— start of SUPPLIED PASSAGE —

What is AM limit in yarn? - hadoop

I have heard the term AM limit a couple of times in the context of running jobs in a yarn Big Data cluster.
Its also mentioned here:
https://issues.apache.org/jira/browse/YARN-6428
What does it mean?

It's a setting to guarantee you don't livelock your cluster. A Map-Reduce job has an AM and that spawns mappers and reducers. If your queue only has AM tasks then you cannot run any mappers or reducers which means none of your AMs will complete and you cannot do any meaningful work. You're in a live-lock scenario.
Both Capacity Scheduler and Fair Scheduler have a way to limit the percentage of tasks that can be held by AMs. In Capacity Scheduler look for yarn.scheduler.capacity.maximum-am-resource-percent. In Fair Scheduler look for maxAMShare.

Related

How many reducers can simultaneously run?

Learning Big Data at Uni and I'm kind of confused on the topic of MapReduce. I was wondering how many reducers can run simultaneously. For example lets say if we had 864 reducers, how many could run simultaneously?
All of them can run simultaneously depending upon what is the state(health, i.e. no rouge/bad node) of cluster is, what is the capacity of the cluster is and also how free the cluster is. If there are other MR jobs running on the same cluster then out of your 864 reducers only few will go in running state, and once the capacity is free then another set of reducer will start running.
Also there is one case which happens sometimes is when your reducer/mapper keep on preempting each other and takes up the whole memory. Job fails in majority of this case. To avoid this we generally set less number of reducer.
One line answer is - all of them can run simultaneously; as each of the reducer performs an independent unit of task in map reduce framework.
Now, how many would actually run in parallel, or more precisely when each of them would be scheduled to run depends on many factors including but not limited to resource availability, scheduling mechanism, cluster configuration etc.

— end of SUPPLIED PASSAGE —

— WHAT TO DO —
- 1) How many lines in the rows contain the string "shirt"? Reply with the number alone.
- 2) Can you extend the Hadoop thread on YARN job scheduling, starting right after its final sentence?
The Hadoop thread and the rows have nothing to do with each other.

— start of MATERIAL —

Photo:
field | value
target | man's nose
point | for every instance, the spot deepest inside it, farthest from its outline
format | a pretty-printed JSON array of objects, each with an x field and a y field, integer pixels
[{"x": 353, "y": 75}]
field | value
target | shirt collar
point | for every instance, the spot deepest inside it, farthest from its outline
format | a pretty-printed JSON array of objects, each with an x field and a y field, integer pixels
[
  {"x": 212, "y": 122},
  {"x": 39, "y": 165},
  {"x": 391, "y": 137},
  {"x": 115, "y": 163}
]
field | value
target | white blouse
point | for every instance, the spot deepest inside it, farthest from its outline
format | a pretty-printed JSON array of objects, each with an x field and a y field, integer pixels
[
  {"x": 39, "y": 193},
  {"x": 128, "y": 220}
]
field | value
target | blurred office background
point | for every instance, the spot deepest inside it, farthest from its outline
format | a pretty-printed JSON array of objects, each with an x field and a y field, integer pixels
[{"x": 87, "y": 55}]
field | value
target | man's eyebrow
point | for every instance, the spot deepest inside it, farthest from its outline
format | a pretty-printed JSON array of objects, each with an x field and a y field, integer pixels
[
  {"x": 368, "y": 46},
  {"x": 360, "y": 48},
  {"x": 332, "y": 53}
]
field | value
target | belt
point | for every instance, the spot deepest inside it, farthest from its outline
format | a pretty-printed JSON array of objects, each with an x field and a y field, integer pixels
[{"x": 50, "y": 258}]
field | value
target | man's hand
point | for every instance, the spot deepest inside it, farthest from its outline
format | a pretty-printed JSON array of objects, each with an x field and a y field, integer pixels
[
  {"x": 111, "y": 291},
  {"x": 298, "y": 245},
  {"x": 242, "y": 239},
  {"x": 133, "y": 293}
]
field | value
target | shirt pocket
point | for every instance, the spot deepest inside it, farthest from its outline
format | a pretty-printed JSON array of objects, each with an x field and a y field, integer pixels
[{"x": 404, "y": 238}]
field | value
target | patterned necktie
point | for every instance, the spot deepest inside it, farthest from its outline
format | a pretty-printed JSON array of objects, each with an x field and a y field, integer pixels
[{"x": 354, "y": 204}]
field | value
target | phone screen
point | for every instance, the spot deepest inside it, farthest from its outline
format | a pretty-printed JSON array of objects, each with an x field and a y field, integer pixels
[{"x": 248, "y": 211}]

— end of MATERIAL —

— WRITTEN RESPONSES —
- 1) 2

- 2)
hadoop: limit number of concurrent map / reduce tasks per job

I want to submit a research job into a production cluster. As I don't need this job to finish quickly, and I don't want to delay production jobs, I want to limit the number of tasks that are executing for that job at any given time. Can I do that in Hadoop 2?
For limiting the Hadoop mapreduce resources (map/reduce slots) Fair scheduler can be used. You better create a new fairscheduler pool by setting up desired number of maximum mappers and maximum reducers and job can be submitted to that newly created fairscheduler pool.
you can also do the following
job.getConfiguration().setInt("mapred.map.tasks", 1);
job.setNumReduceTasks(1);
job.setPriority(JobPriority.VERY_LOW);

How many Mapreduce Jobs can be run simultaneously

I want to know How many Mapreduce Jobs can be submit/run simultaneously in a single node hadoop envirnment.Is there any limit?
From a configuration standpoint, there's no limit I'm aware of. You can set the number of map and reduce slots to whatever you want. Practically, though, each slot has to spin up a JVM capable of running some hadoop code, which requires some amount of memory, so eventually you would run out of memory on your machine. You might also have to configure job queues cleverly in order to run a ton at the same time.
Now, what is possible is a very different question than what is a good idea...
You can submit as many jobs you want, they will be queued up and scheduler will run them based on FIFO(by default) and available resources.The number of jobs being executed by hadoop will depend as described by John above.
The number of Reducer slots is set when the cluster is configured. This will limit the number of MapReduce jobs based on the number of Reducers each job requests. Mappers are generally more limited by number of DataNodes and # of processors per node.

Set reducer capacity for a specific M/R job

I want to change the cluster's capacity of reduce slots on a per job basis. That is to say,
originally I have 8 reduce slots configured for a tasktracker, so for a job with 100 reduce tasks, there will be (8 * datanode number) reduce tasks running in the same time. But for a specific job, I want to reduce this number to its half, so I did:
conf.set("mapred.tasktracker.reduce.tasks.maximum", "4");
...
Job job = new Job(conf, ...)
And in the web UI I can see that for this job, the max reduce tasks is exactly at 4, like I set. However hadoop still launches 8 reducer per datanode for this job... It seems that I can't alter the reduce capacity like this.
I asked on the Hadoop mail list, some suggests that I can make it with capacity scheduler, how could I do?
I'm using hadoop 1.0.2.
Thanks.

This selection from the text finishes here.